*Latihan:*
1. Menurut berita tentang sengketa tanah di Sumbawa, pada hari dan tanggal berapa persidangan dengan dua saksi dari penggugat itu berlangsung?
2. Lanjutkan berita tentang sengketa tanah di Sumbawa, dimulai setelah kalimat terakhirnya.

*Teks Bacaan:*
------------------------------------------------------------------------
SUMBAWA – Pasca Pemeriksaan Setempat (PS) terhadap obyek tanah sengketa antara Sri Marjuni Gaeta dkk (tergugat) dengan Ali Bin Dachlan selaku penggugat, persidangan kembali dilanjutkan.
Pada persidangan yang berlangsung Selasa (30 Juli 2024) ini, Ketua Majelis Hakim John Michel Leuwol SH, didampingi Reno Hanggara SH, dan Yulianto Thosuly SH, memeriksa dua saksi yang diajukan penggugat. Yaitu Ahmad Kamaruddin selaku perantara Ali BD terkait jual beli tanah dan Ny. Muaiman—karyawan Bank BSK yang ownernya adalah Ali BD.
Kedua saksi ini dicecar pertanyaan oleh Tim Kuasa Hukum Tergugat, Abdul Hafiz SH, dan Sahrir Ramadhan SH, terkait letak dan batas-batas tanah yang digugat. Saksi Ahmad yang mengaku menjadi perantara dalam jual beli tanah, lebih banyak menjawab tidak tahu dan mengaku mendengar cerita dari orang lain.
------------------------------------------------------------------------
*Bahan yang Disediakan:*
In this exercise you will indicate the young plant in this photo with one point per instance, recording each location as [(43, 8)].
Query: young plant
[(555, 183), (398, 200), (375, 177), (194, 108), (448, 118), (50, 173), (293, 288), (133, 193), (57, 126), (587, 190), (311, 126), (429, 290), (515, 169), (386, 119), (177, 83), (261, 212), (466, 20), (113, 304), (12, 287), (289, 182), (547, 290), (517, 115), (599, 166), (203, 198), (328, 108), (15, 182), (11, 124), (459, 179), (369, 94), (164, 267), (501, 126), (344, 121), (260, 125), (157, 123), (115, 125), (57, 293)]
------------------------------------------------------------------------
*Jawaban Latihan:*
1. Selasa, 30 Juli 2024.

2.
“Saksi Ahmad tidak pernah melihat dokumen jual beli, apalagi menyaksikan langsung proses jual beli ini. Dia hanya mendengar proses itu dari cerita orang lain,” beber Hafiz.
Sedangkan saksi Ny. Muaiman justru mengaku mengetahui batas dan letak tanah itu berdasarkan gambar dan data, bukan mengalami atau melihat langsung di lapangan. Setelah keterangan kedua saksi dirasakan cukup, majelis hakim menutup sidang dan dilanjutkan pada 6 Agustus mendatang, dengan menghadirkan dua orang saksi lagi dari penggugat.
Ditemui usai sidang, Tim Kuasa Hukum Tergugat, Abdul Hafiz SH, yang didampingi Sahrir Ramadhan SH, menilai saksi yang diajukan penggugat adalah saksi testimony d’audito, yaitu saksi yang bercerita di atas cerita, sehingga keterangannya dinilai kabur.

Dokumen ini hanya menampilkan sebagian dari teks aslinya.